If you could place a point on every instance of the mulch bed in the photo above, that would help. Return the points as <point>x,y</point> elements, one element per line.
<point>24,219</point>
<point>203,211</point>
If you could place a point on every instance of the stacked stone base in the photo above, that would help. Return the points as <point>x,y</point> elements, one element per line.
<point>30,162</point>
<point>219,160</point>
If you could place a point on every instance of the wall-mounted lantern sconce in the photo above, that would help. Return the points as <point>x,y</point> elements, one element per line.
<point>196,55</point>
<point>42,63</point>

▶ **Exercise goal**:
Only the stretch of lines that begins with the one holding "of the stacked" and ends with the last line above belongs in the answer; please write it out exactly.

▶ **Answer for this exercise**:
If you could place a point on every instance of the stacked stone base in the photo above, that would help. Return the points as <point>x,y</point> elements, one element per line.
<point>30,162</point>
<point>219,160</point>
If you could place a point on every instance of the wall-mounted lantern sconce in the photo above, that would help. Return the points as <point>x,y</point> elements, one element per line.
<point>196,55</point>
<point>42,63</point>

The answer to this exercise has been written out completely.